Texte à lire =>
Note de lecture : A Radical Enterprise, par Matt K. Parker

Note : 6 ; Une tentative de framework d’entreprises auto-gérées, qui synthétise quand même beaucoup d’idées intéressantes

La première question qui se pose à propos de cet ouvrage est : radical en quoi ? L’auteur y répond assez vite, il s’agit d’entreprises radicales en collaboration et en auto-organisation ! En fait, le sujet nous connecte assez rapidement avec l’entreprise libérée d’Isaac Getz et surtout le Reinventing Organization de Laloux dont il reprend une bonne partie des exemples. Mais alors que ces derniers ouvrages empruntent l’angle entrepreneurial, ce sont les codes de fonctionnement qui sont le centre d’intérêt ici.

Le livre n’est guère impressionnant, avec son format réduit et ses 140 pages. Il se lit toutefois un peu moins vite qu’on le suspecterait. Il est structuré en 7 chapitres qui gravitent autour de ce que l’auteur appel « les 4 impératifs de la collaboration radicale », dont deux au moins ont des noms assez mystérieux :

  • Impératif n°1 : Team autonomy
  • Impératif n°2 : Managerial Devolution
  • Impératif n°3 : Deficiency gratification
  • Impératif n°4 : Candid vulnerability

Il est assez logique que le premier chapitre soit consacré au passage en revue de ces 4 impératifs. En réalité, ce très bon chapitre est pratiquement un « executive summary » nous dispensant la substantifique moelle des 4 impératifs. Je garde en particulier de ce chapitre les 6 dimensions de l’autonomie de l’équipe, je pense pouvoir en faire bon usage !

Le second chapitre est consacré à l’autonomie des équipes. L’auteur s’appuie ici sur l’exemple d’une entreprise Chinoise Haier, constituée d’un myriade de petites sociétés autonomes, de Durham Jet Factory, une usine assemblant des moteurs GE et d’autres encore. Ce chapitre relativement long détaille les 6 dimensions de l’autonomie évoqués précédemment. Le propos pourrait être plus solide, mais l’idée même de ces 6 dimensions et leur illustration en font un très bon chapitre.

Liste complète =>
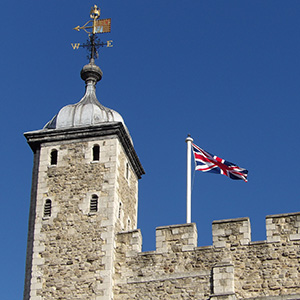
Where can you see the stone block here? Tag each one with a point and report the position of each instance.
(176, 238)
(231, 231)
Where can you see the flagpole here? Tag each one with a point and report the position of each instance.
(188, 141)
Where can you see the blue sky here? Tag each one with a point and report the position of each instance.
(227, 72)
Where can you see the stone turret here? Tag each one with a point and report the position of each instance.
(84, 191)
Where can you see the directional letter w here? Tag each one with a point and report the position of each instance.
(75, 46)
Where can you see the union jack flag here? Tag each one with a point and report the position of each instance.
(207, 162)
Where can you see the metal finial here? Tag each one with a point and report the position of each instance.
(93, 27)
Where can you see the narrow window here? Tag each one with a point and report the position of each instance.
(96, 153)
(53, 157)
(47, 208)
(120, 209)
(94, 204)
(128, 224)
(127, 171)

--

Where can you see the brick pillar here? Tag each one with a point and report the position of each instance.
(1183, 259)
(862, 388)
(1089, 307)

...

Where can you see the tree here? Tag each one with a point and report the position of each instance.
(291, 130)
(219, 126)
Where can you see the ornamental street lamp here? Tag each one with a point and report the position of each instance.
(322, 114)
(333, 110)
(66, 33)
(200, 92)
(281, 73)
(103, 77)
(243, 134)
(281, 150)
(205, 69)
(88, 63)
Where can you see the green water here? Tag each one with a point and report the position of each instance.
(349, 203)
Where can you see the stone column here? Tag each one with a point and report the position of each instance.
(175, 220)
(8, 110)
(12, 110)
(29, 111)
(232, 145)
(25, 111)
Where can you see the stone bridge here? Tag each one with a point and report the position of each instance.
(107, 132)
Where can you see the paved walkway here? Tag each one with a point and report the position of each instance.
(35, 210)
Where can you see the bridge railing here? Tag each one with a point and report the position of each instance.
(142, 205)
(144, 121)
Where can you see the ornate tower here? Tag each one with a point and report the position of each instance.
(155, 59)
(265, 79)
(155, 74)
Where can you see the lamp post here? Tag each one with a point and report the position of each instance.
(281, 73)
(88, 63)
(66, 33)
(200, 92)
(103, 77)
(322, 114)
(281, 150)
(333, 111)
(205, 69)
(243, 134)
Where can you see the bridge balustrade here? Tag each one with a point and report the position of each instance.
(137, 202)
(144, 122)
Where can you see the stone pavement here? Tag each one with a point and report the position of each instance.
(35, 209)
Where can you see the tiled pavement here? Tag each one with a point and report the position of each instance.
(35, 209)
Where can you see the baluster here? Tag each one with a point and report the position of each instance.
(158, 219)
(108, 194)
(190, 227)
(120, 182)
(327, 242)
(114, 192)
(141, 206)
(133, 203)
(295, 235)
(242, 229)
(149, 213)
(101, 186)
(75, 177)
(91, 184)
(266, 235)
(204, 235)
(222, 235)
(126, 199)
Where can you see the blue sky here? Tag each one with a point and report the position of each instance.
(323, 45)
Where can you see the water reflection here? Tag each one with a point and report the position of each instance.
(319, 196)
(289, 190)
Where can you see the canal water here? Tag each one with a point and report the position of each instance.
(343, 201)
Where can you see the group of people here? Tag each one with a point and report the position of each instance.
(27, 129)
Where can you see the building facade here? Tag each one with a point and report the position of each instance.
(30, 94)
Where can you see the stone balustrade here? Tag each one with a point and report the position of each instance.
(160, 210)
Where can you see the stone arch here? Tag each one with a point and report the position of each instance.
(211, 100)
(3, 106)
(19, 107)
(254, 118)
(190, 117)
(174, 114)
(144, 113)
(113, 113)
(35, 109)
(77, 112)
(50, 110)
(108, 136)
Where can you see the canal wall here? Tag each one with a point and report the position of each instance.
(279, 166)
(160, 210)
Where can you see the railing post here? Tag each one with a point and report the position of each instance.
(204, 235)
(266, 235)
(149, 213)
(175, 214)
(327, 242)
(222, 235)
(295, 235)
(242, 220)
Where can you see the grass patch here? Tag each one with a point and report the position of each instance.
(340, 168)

Consignes à suivre =>
A. Répondez aux questions suivantes d'après la note de lecture :
(i) Quelle note l'ouvrage reçoit-il ?
(ii) Combien de pages compte le livre ?
(iii) Quelle entreprise chinoise sert d'exemple dans le second chapitre ?
B. Relevez dans la note de lecture tous les impératifs de la collaboration radicale mentionnés par l'auteur.

Réponses attendues =>
A.
(i) L'ouvrage reçoit la note de 6.
(ii) Le livre compte 140 pages.
(iii) L'entreprise chinoise citée en exemple est Haier.

B. Les impératifs sont Team autonomy, Managerial Devolution, Deficiency gratification et Candid vulnerability.